_DOCUMENT EXTRACT_.
+---+

In order to fix or fuse the toner material onto a support member permanently by heat, it is necessary to elevate the temperature of the toner material to a point at which constituents of the toner material coalesce and become tacky. This action causes the toner to flow to some extent onto the fibers or pores of the support members or otherwise upon the surfaces thereof. Thereafter, as the toner material cools, solidification of the toner material occurs causing the toner material to be bonded firmly to the support member.
The invention is particularly useful in highlight color imaging such as tri-level imaging. The concept of tri-level, highlight color xerography is described in U.S. Pat. No. 4,078,929 issued in the name of Gundlach. The patent to Gundlach teaches the use of tri-level xerography as a means to achieve single-pass highlight color imaging. As disclosed therein the charge pattern is developed with toner particles of first and second colors. The toner particles of one of the colors are positively charged and the toner particles of the other color are negatively charged. In one embodiment, the toner particles are supplied by a developer which comprises a mixture of triboelectrically relatively positive and relatively negative carrier beads. The carrier beads support, respectively, the relatively negative and relatively positive toner particles. Such a developer is generally supplied to the charge pattern by cascading it across the imaging surface supporting the charge pattern. In another embodiment, the toner particles are presented to the charge pattern by a pair of magnetic brushes. Each brush supplies a toner of one color and one charge. In yet another embodiment, the development systems are biased to about the background voltage. Such biasing results in a developed image of improved color sharpness.

+---+

_Location annotation dataset excerpts_.

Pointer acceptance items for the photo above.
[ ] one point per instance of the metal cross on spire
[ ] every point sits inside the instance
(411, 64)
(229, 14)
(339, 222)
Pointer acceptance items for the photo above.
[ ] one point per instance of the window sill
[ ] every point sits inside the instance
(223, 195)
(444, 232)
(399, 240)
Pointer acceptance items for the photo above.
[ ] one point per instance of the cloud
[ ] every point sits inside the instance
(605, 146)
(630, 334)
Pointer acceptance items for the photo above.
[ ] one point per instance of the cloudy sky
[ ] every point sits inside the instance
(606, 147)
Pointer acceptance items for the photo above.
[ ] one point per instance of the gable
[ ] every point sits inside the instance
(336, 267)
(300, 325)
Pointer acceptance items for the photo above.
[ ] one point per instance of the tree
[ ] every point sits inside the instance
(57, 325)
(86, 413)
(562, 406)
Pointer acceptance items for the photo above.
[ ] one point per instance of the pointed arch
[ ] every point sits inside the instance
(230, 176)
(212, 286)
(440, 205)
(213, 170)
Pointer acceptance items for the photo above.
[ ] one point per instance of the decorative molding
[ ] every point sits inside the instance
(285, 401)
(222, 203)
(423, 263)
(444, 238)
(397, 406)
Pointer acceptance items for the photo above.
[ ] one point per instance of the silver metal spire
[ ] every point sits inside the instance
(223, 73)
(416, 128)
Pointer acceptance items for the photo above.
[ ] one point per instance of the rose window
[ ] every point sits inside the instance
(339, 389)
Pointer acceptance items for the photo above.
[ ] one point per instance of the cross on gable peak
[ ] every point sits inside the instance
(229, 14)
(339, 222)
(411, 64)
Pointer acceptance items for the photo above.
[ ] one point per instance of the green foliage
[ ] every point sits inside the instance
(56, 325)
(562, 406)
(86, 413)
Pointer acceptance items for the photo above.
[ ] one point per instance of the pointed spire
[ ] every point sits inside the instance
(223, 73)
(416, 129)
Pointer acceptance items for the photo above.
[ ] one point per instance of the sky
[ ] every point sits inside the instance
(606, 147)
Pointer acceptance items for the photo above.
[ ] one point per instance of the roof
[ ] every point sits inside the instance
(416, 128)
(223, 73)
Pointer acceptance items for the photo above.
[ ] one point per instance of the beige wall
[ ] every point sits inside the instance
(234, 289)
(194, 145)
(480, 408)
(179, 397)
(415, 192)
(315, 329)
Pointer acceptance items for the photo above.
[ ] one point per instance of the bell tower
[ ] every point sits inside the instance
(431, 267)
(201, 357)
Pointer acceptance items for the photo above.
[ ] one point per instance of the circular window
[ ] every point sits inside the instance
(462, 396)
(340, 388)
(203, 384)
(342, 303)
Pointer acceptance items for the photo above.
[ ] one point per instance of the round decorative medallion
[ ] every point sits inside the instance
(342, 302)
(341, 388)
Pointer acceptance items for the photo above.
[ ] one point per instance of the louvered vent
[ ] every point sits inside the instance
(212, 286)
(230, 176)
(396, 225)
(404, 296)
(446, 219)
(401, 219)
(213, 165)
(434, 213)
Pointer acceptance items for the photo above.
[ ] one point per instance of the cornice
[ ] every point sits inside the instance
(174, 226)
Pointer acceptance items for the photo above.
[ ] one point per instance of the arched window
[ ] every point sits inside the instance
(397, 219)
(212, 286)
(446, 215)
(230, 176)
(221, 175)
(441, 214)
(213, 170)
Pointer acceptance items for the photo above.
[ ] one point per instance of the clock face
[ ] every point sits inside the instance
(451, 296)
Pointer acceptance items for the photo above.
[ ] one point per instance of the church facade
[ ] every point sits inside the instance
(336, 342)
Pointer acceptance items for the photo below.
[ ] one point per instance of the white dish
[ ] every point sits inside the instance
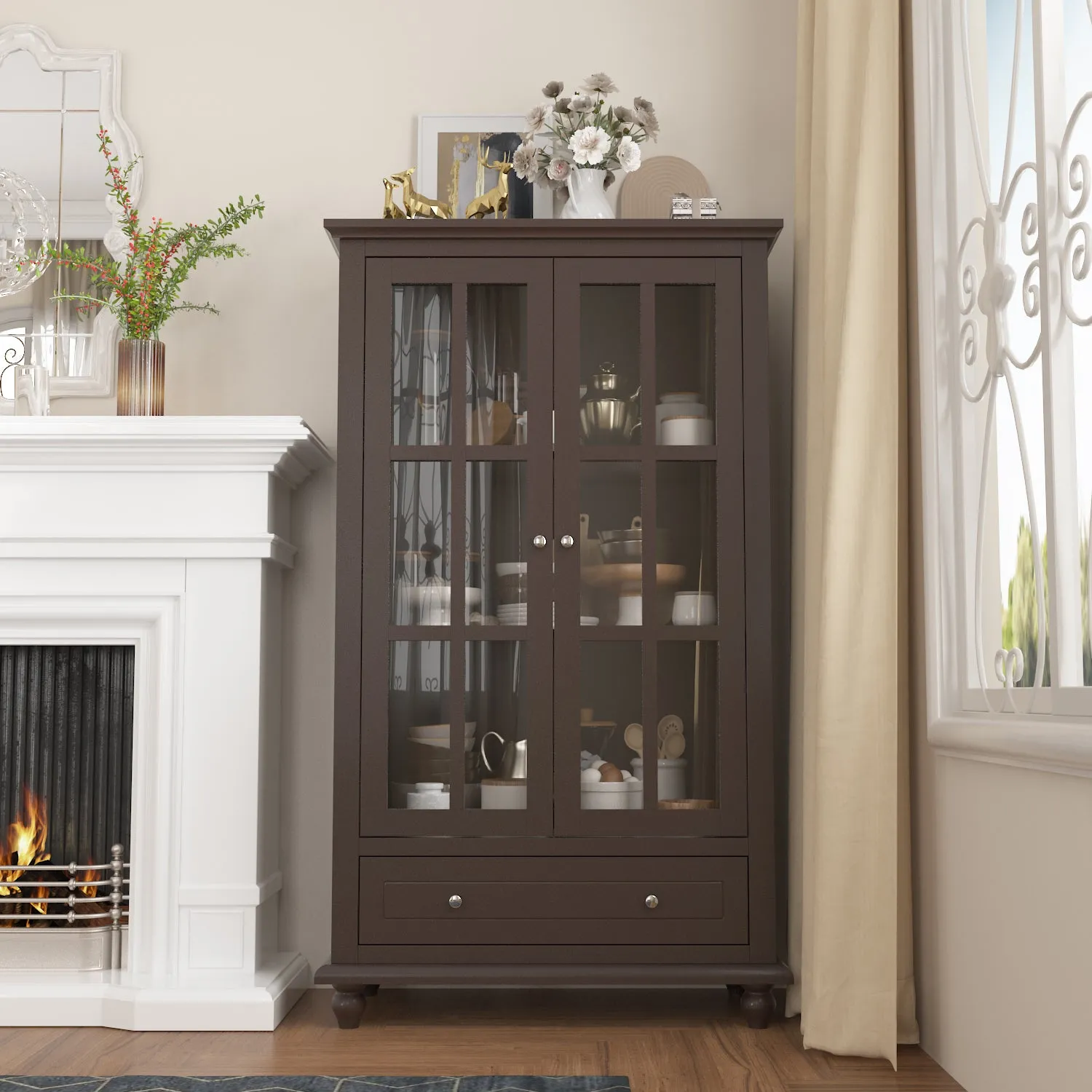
(467, 743)
(685, 430)
(440, 731)
(611, 795)
(677, 410)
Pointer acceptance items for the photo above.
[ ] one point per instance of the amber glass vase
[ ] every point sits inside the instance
(140, 377)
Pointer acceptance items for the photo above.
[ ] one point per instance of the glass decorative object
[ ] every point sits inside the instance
(24, 214)
(32, 391)
(141, 373)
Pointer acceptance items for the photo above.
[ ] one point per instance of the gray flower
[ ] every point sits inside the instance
(600, 82)
(646, 117)
(526, 162)
(539, 117)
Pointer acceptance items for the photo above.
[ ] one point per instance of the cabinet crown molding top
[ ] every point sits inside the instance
(283, 446)
(559, 231)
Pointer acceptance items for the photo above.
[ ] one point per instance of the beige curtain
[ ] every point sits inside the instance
(850, 901)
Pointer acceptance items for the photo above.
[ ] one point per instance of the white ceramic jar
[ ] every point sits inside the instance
(670, 773)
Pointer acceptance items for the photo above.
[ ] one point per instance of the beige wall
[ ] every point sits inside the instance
(309, 105)
(1005, 945)
(1002, 906)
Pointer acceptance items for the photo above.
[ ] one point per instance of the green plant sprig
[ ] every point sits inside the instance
(142, 292)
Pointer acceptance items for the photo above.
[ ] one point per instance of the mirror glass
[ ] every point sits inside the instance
(48, 126)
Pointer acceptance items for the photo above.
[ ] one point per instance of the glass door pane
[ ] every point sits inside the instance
(609, 364)
(609, 701)
(419, 753)
(498, 727)
(686, 377)
(686, 520)
(497, 384)
(687, 737)
(421, 544)
(421, 364)
(497, 543)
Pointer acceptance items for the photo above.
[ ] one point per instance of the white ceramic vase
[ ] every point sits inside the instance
(587, 198)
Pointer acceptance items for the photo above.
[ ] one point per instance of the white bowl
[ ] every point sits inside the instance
(677, 410)
(467, 743)
(440, 731)
(609, 795)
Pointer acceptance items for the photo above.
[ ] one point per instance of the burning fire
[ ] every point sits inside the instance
(26, 847)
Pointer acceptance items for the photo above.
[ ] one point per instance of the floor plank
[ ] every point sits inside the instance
(664, 1041)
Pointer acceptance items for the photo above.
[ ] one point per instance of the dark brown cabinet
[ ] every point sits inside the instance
(554, 561)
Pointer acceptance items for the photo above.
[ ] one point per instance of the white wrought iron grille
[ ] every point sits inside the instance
(1017, 340)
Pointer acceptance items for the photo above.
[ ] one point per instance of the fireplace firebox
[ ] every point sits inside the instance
(66, 802)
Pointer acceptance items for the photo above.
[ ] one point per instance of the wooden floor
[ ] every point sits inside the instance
(664, 1041)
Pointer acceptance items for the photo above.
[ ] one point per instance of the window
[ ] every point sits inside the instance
(1004, 202)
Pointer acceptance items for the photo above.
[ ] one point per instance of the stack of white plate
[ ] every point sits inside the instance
(513, 614)
(439, 735)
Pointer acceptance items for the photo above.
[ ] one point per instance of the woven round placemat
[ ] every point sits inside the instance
(646, 194)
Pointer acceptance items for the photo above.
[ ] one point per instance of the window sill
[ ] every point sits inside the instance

+---+

_BRIEF 1_.
In the toner excerpt, which patent is cited for the concept of tri-level, highlight color xerography?
_BRIEF 2_.
List every embodiment that the toner excerpt describes for developing the charge pattern in tri-level imaging.

_FULL ANSWER 1_.
U.S. Pat. No. 4,078,929, issued in the name of Gundlach.

_FULL ANSWER 2_.
- A developer made of a mixture of triboelectrically relatively positive and relatively negative carrier beads supplies the toner particles and is cascaded across the imaging surface.
- A pair of magnetic brushes presents the toner particles, each brush supplying a toner of one color and one charge.
- The development systems are biased to about the background voltage.